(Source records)
'''

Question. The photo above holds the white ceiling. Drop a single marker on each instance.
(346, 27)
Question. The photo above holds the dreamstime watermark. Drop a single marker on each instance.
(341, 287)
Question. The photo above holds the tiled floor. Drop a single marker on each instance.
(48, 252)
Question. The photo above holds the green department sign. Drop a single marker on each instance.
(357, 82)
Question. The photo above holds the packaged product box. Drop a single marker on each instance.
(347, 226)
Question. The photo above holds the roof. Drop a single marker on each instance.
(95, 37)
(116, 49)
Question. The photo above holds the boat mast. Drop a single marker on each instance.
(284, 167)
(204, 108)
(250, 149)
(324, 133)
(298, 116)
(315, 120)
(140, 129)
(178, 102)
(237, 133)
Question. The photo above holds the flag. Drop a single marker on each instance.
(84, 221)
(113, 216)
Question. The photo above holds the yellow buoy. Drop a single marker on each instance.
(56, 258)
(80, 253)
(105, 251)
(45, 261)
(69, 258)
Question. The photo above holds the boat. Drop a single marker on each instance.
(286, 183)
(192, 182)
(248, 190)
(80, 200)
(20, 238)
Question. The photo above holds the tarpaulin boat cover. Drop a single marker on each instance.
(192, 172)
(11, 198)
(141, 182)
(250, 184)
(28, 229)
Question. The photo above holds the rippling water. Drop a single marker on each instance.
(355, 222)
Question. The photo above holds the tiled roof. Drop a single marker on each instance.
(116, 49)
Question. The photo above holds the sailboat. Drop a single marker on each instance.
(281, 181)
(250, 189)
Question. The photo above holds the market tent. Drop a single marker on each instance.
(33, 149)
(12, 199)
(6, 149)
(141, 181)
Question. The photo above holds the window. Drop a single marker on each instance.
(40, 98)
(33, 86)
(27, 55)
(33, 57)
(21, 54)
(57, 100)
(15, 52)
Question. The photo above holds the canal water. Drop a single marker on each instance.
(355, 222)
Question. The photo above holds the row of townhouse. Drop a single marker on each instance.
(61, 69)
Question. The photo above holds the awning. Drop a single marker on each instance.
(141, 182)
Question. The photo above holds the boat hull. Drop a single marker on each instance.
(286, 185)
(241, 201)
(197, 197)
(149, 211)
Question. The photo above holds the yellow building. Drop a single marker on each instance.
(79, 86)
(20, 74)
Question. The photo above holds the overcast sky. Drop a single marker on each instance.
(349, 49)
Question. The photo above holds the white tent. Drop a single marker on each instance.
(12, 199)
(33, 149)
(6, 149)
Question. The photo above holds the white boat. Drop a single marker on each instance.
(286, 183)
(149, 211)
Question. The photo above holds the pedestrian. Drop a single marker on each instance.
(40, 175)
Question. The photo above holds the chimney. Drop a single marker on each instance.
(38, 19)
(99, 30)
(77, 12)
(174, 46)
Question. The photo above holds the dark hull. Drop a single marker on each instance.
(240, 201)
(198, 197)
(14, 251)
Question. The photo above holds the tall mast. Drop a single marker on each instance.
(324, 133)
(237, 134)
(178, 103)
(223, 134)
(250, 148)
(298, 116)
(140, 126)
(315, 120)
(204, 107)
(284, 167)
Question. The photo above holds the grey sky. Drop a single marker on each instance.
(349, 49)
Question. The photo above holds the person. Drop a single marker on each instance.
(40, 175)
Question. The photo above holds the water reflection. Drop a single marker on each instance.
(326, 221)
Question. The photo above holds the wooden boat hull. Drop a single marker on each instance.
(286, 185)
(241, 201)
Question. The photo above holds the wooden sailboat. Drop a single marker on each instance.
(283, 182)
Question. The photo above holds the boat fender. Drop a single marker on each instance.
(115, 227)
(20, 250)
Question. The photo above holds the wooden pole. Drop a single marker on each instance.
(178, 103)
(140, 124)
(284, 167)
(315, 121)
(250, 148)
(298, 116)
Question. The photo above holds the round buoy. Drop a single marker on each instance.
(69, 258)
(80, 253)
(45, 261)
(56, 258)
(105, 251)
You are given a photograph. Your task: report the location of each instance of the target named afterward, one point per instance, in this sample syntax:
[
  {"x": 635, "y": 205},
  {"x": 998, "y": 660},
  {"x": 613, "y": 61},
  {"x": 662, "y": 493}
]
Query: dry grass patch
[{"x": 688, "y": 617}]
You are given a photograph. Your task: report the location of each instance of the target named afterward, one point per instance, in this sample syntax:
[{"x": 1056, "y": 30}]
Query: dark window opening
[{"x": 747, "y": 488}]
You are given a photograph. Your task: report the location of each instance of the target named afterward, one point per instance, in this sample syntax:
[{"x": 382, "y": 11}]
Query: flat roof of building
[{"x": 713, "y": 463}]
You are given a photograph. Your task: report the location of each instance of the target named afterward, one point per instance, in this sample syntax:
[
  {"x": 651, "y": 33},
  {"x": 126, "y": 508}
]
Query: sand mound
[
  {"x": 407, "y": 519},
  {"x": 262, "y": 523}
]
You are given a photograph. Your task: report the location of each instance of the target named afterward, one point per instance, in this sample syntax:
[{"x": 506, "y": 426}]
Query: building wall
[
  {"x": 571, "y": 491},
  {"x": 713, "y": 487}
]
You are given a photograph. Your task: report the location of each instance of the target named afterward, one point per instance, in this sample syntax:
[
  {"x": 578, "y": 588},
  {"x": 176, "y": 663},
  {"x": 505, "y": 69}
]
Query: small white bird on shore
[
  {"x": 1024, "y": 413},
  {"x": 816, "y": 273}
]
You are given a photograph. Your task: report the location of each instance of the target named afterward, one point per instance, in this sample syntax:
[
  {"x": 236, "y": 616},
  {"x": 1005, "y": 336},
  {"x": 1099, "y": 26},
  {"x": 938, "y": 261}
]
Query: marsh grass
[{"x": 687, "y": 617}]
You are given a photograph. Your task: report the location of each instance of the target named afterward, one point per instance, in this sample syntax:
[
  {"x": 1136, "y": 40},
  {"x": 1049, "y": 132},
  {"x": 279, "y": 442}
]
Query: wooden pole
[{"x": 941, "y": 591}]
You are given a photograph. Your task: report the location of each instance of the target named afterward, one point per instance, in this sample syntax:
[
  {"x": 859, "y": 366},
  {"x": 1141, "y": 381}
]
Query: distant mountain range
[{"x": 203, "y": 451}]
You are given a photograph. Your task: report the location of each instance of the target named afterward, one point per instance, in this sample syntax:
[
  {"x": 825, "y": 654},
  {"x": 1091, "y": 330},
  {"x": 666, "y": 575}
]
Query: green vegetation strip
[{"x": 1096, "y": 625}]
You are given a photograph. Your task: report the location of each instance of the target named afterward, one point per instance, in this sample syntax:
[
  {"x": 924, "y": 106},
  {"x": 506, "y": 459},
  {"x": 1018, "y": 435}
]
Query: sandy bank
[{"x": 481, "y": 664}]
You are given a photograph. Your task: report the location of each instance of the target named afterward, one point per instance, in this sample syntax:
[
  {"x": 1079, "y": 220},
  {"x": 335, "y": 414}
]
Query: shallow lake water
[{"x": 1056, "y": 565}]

'''

### PROBLEM REQUIREMENTS:
The listing above should be transcribed in full, exactly as written.

### WRITTEN ANSWER:
Question. The photo above holds the white ceiling. Drop a single marker on each instance.
(346, 27)
Question. The photo above holds the dreamstime watermark. Drop a single marker on each instance.
(341, 287)
Question. The photo above holds the tiled floor. Drop a single marker on each instance.
(48, 252)
Question. The photo above holds the green department sign. Drop a single marker on each instance.
(357, 82)
Question. The photo above holds the packaged product box. Drop a single marker on each instance.
(347, 226)
Question. The photo above holds the roof. Drop a single marker on each instance.
(95, 37)
(116, 49)
Question. The photo above holds the boat mast. Drop a single marker on each instance.
(284, 167)
(204, 108)
(250, 149)
(324, 133)
(298, 116)
(315, 120)
(140, 129)
(178, 102)
(237, 133)
Question. The photo above holds the flag. Drop a single marker on each instance.
(84, 221)
(113, 216)
Question. The photo above holds the yellow buoy. Drop a single marker on each instance.
(56, 258)
(80, 253)
(105, 251)
(45, 261)
(69, 258)
Question. The photo above holds the boat. Drop a single marker on each instance.
(286, 183)
(192, 182)
(248, 190)
(80, 200)
(20, 238)
Question. The photo above holds the tarpaulin boat cover. Drop a single marker on each instance.
(192, 172)
(11, 198)
(141, 182)
(250, 184)
(28, 229)
Question. The photo above holds the rippling water. Drop a single marker on each instance.
(355, 222)
Question. The photo above holds the tiled roof. Drop a single marker on each instance.
(116, 49)
Question. The photo above holds the sailboat. Drop a single marker on each instance.
(281, 181)
(250, 189)
Question. The photo above holds the market tent. Drop a single marker on each instance.
(33, 149)
(12, 199)
(6, 149)
(141, 181)
Question. The photo above holds the window. Drop a single marker on each instance.
(40, 98)
(33, 86)
(27, 55)
(33, 57)
(21, 54)
(57, 100)
(15, 52)
Question. The photo above holds the canal water. Drop a single marker on each instance.
(355, 222)
Question. The photo above holds the row of townhouse. Drop a single marker on each instance.
(61, 69)
Question. The photo above holds the awning. Drop a single marker on each instance.
(141, 182)
Question. The photo above holds the boat hull. Drop a single marker on each instance.
(286, 185)
(241, 201)
(197, 197)
(149, 211)
Question. The photo above holds the yellow building. Drop a single marker on each instance.
(79, 86)
(20, 74)
Question. The photo above holds the overcast sky. Drop a single marker on each instance.
(349, 49)
Question. The photo above holds the white tent. Drop a single marker on each instance.
(12, 199)
(33, 149)
(6, 149)
Question. The photo above holds the white boat. Drop a single marker on each instance.
(286, 183)
(149, 211)
Question. The photo above holds the pedestrian. Drop a single marker on each instance.
(40, 175)
Question. The photo above holds the chimney. Drop a single marker on each instance.
(38, 19)
(99, 30)
(77, 12)
(174, 46)
Question. The photo above holds the dark hull. Drop a single marker on each instance.
(240, 201)
(198, 197)
(14, 251)
Question. The photo above holds the tall mast. Drop a single marker on each instance.
(324, 133)
(237, 134)
(178, 103)
(223, 134)
(250, 148)
(298, 116)
(140, 126)
(315, 120)
(204, 107)
(284, 167)
Question. The photo above holds the grey sky. Drop a single marker on each instance.
(349, 49)
Question. The photo above holds the person. Drop a single marker on each instance.
(40, 175)
Question. The photo above holds the water reflection. Drop a single marker on each instance.
(326, 221)
Question. The photo above holds the wooden boat hull. Drop a single marker on each instance.
(286, 185)
(241, 201)
Question. The photo above holds the wooden sailboat. Drop a single marker on each instance.
(283, 182)
Question. The photo above holds the boat fender. Drop a single marker on each instance.
(115, 227)
(20, 250)
Question. The photo above holds the wooden pole. Drop a single marker on each instance.
(178, 103)
(140, 124)
(284, 167)
(315, 121)
(250, 148)
(298, 116)
Question. The photo above holds the round buoy. Drop a single marker on each instance.
(69, 258)
(80, 253)
(45, 261)
(56, 258)
(105, 251)
You are given a photograph. Your task: report the location of each instance of the target named afterward, one point per instance, in this sample syntax:
[
  {"x": 635, "y": 205},
  {"x": 998, "y": 660},
  {"x": 613, "y": 61},
  {"x": 662, "y": 493}
]
Query: dry grass patch
[{"x": 688, "y": 617}]
You are given a photograph. Your task: report the location of each instance of the target named afterward, one point per instance, in this sample syntax:
[{"x": 1056, "y": 30}]
Query: dark window opening
[{"x": 747, "y": 488}]
You are given a photograph. Your task: report the location of each instance of the target named afterward, one point per instance, in this sample syntax:
[{"x": 382, "y": 11}]
Query: flat roof of building
[{"x": 713, "y": 463}]
You are given a photograph. Your task: report the location of each instance of the target named afterward, one point per instance, in this sample syntax:
[
  {"x": 651, "y": 33},
  {"x": 126, "y": 508}
]
Query: sand mound
[
  {"x": 407, "y": 519},
  {"x": 262, "y": 523}
]
You are given a photograph. Your task: report the location of each instance of the target named afterward, one point per instance, in this sample syntax:
[{"x": 506, "y": 426}]
Query: building wall
[
  {"x": 571, "y": 491},
  {"x": 713, "y": 487}
]
You are given a photograph. Your task: report the location of each instance of the target named afterward, one point per instance, in this sample syntax:
[
  {"x": 578, "y": 588},
  {"x": 176, "y": 663},
  {"x": 505, "y": 69}
]
Query: small white bird on shore
[
  {"x": 1024, "y": 413},
  {"x": 816, "y": 273}
]
You are given a photograph. Your task: report the location of each instance of the target named afterward, one point per instance, in this sample syntax:
[
  {"x": 236, "y": 616},
  {"x": 1005, "y": 336},
  {"x": 1099, "y": 26},
  {"x": 938, "y": 261}
]
Query: marsh grass
[{"x": 687, "y": 617}]
You are given a photograph. Your task: report the location of each instance of the target named afterward, one point per instance, in this sample syntax:
[
  {"x": 1136, "y": 40},
  {"x": 1049, "y": 132},
  {"x": 279, "y": 442}
]
Query: wooden pole
[{"x": 941, "y": 591}]
You are given a photograph. Your task: report the location of each instance of the target named afterward, one point per instance, in this sample syntax:
[
  {"x": 859, "y": 366},
  {"x": 1141, "y": 381}
]
Query: distant mountain range
[{"x": 203, "y": 451}]
You are given a photograph. Your task: report the location of each instance of the target named afterward, one point per instance, in this sample syntax:
[
  {"x": 825, "y": 654},
  {"x": 1091, "y": 330},
  {"x": 666, "y": 575}
]
Query: green vegetation strip
[{"x": 1096, "y": 625}]
You are given a photograph. Your task: report the location of each instance of the target named afterward, one point per instance, in this sample syntax:
[
  {"x": 924, "y": 106},
  {"x": 506, "y": 459},
  {"x": 1018, "y": 435}
]
Query: sandy bank
[{"x": 481, "y": 664}]
You are given a photograph. Your task: report the location of each instance of the target named afterward, one point per instance, in this sample syntax:
[
  {"x": 1079, "y": 220},
  {"x": 335, "y": 414}
]
Query: shallow lake water
[{"x": 1056, "y": 565}]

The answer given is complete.